▸ Task 1: Condense the essay's paragraph beginning "Men and women, boys and girls" into a shorter version that keeps its main facts.
▸ Task 2: Edit the essay by reproducing everything from "The colors of" down to "of non sequitur.", with each occurrence of "rainbow" changed to "spectrum".

─── Selected extract ───

The Bullshit Brigade

Membership is free just about anywhere in the free, or not so free, world.

There they be, gathered together: nonsectarian, sectarian, agrarian, religious, persuasions of every imaginable ilk; cut evenly or torn in unmistakably boorish fashion; clear-skinned yet unmercifully pocked by every imaginable disease of deceitful presentation devised by their fellow man.

The colors of the rainbow outdone by an equally assertive arbiter of life unexplained.

In no predetermined order: black, not really black, brown, not really brown, white, well not really white unless you’re a house (like in Washington D.C.). Of course, all the devised colors of the rainbow actually do nothing as a helping hand when trying to glean the inspirational depth of a man’s heart or mind. Like all the vast majority of words relayed to us through the centuries, describing a man’s intellectual worth by the mere use of a color exemplifies the true meaning of non sequitur.

Men and women, boys and girls, aunts and uncles, mothers and fathers, grandparents, and those without parents, assembled by their own free will. Friends and enemies blended together worldwide in what has become known to all. Injected uncommonly by buttons, so soft and soundless but still unconsciously able to notify the world by the simple use of the ugliest of fingers. Without the benefit of Herald Angels singing, our society has become accustomed to a new form of athleticism: Dexterous Thumbs. Dexterous Thumbs are the odorless conductor of our latest blemish: the text or texting.

Thusly, comes a new art form of continuous bullshit.

From thumbs to keyboard, to sight or sound, it comes without the necessity of formal research.


Allowable Dictums of Today’s Society


• No real education required

• None desired

• Music of this day

• Lacking candlelight

• Dancing without touching

• Electricity is profound

• No reading, just sound

• Who’s Hemingway anyway?

• Thank goodness he’s not around!

• I love my thumbs

• But give me a break (I don’t mean my thumbs)

• When there’s need to pick up leaves

• Reach for a rake (texting won’t help you!)

Please attempt to understand my salient position points:

• I hate my cell phone.

• I hate my fax machine.

• People in general annoy me.

• Did I mention how I dislike politicians? (Sorry about the redundancy; I do suppose most politicians fall into the people category.)

“In individuals, insanity is rare; but in groups, parties, nations and epochs, it is the rule.”
Friedrich Nietzsche


So you will please take pity on me, and try to excuse my biased abstract. In other words, “What in the name of hell is da harv ranting about now?” If you think I’m truly ranting, I resent your assertions.

─── Material provided ───

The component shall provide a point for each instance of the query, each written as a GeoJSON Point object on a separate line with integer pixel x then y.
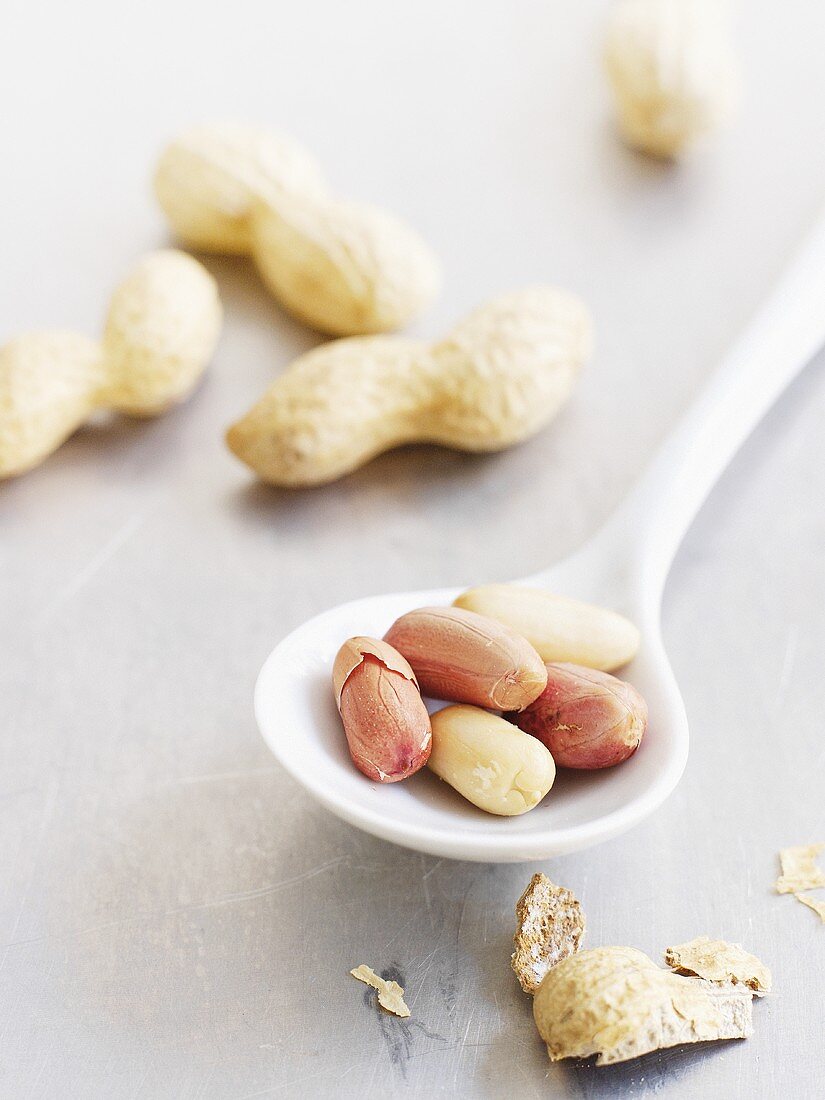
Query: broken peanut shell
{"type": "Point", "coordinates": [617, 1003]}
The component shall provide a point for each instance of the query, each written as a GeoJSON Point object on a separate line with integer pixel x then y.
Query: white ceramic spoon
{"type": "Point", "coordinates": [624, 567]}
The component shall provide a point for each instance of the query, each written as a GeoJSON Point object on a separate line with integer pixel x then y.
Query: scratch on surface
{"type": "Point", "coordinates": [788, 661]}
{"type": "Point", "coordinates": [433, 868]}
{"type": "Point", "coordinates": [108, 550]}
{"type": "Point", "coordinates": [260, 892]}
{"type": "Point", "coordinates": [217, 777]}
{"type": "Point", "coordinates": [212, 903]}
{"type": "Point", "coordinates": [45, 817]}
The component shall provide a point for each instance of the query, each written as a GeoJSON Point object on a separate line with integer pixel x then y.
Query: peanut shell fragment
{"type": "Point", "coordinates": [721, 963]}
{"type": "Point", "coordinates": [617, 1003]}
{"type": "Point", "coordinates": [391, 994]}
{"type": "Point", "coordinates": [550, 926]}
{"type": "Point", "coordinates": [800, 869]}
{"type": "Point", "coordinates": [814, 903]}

───
─── Material provided ───

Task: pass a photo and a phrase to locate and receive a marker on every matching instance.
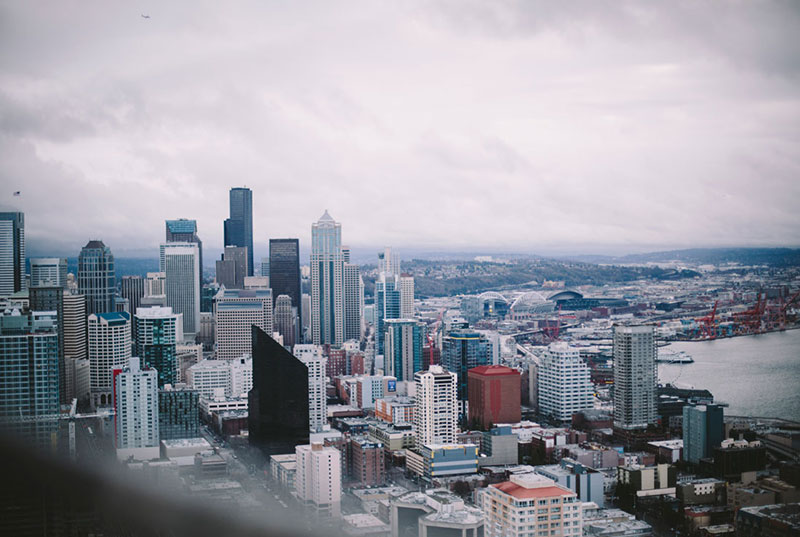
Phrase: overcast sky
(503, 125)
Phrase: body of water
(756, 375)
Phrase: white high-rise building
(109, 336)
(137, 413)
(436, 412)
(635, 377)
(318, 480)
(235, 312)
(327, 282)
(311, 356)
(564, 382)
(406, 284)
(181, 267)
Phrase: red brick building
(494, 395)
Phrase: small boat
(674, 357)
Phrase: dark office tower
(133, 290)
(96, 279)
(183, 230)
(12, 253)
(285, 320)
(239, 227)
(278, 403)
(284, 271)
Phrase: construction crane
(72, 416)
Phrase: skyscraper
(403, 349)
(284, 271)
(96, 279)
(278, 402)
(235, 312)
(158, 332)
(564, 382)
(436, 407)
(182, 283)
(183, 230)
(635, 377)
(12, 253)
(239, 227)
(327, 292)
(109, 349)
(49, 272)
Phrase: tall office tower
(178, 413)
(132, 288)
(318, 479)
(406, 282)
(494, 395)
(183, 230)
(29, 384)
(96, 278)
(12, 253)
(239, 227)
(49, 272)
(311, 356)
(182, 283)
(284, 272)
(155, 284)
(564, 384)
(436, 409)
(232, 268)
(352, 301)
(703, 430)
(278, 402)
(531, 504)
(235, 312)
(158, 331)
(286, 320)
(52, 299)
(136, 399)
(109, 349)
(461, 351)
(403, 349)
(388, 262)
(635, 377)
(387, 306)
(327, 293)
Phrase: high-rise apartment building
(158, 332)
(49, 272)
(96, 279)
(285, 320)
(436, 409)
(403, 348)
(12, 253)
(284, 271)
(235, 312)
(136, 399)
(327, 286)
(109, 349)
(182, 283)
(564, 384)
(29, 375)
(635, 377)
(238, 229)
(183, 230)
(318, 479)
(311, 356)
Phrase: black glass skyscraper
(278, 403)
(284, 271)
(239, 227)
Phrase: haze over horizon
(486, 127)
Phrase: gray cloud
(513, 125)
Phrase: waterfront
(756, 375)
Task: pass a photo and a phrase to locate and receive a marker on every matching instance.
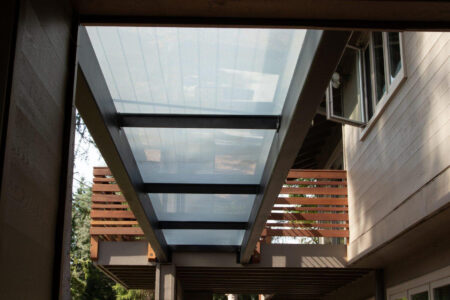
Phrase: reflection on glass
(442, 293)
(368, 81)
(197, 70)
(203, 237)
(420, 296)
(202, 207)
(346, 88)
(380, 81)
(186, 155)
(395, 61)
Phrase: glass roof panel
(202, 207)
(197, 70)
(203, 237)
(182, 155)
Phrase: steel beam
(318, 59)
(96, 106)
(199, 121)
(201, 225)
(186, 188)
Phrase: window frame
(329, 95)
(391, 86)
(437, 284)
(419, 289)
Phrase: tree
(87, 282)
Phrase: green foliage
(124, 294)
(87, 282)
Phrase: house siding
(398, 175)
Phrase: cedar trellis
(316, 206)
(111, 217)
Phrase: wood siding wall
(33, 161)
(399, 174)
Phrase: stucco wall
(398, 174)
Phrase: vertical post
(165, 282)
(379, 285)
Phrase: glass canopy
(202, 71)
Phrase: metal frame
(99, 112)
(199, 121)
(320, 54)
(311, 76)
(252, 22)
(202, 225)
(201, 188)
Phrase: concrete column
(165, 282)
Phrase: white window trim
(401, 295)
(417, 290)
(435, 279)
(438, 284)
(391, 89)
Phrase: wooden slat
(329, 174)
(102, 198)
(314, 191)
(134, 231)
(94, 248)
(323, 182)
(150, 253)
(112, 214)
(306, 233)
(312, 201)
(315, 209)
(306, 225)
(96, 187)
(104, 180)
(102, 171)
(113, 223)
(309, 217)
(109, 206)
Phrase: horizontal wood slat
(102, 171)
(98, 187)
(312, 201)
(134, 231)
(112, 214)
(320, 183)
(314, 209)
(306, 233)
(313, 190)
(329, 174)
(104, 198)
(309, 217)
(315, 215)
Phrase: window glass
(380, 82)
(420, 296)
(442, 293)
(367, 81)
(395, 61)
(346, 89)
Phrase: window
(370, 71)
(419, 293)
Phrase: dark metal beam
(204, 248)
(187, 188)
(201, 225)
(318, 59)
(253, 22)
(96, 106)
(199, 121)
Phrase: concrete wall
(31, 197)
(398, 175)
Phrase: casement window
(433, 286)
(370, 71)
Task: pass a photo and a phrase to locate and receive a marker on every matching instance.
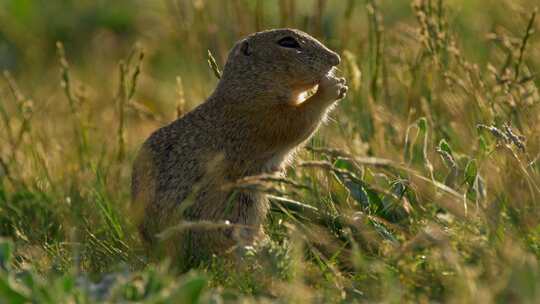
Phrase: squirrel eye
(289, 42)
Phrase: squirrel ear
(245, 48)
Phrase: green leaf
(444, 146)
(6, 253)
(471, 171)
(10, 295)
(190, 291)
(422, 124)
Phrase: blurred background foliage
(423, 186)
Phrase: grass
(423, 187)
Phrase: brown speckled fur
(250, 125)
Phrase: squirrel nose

───

▸ Your response 1: People of every kind have gathered by their own free will: men, women, children, relatives, those without parents, and friends and enemies worldwide. They are connected through soft, soundless buttons pressed with the ugliest of fingers. Society has grown used to a new athleticism, Dexterous Thumbs, which conduct its latest blemish: texting.

▸ Your response 2:
The colors of the spectrum outdone by an equally assertive arbiter of life unexplained.

In no predetermined order: black, not really black, brown, not really brown, white, well not really white unless you’re a house (like in Washington D.C.). Of course, all the devised colors of the spectrum actually do nothing as a helping hand when trying to glean the inspirational depth of a man’s heart or mind. Like all the vast majority of words relayed to us through the centuries, describing a man’s intellectual worth by the mere use of a color exemplifies the true meaning of non sequitur.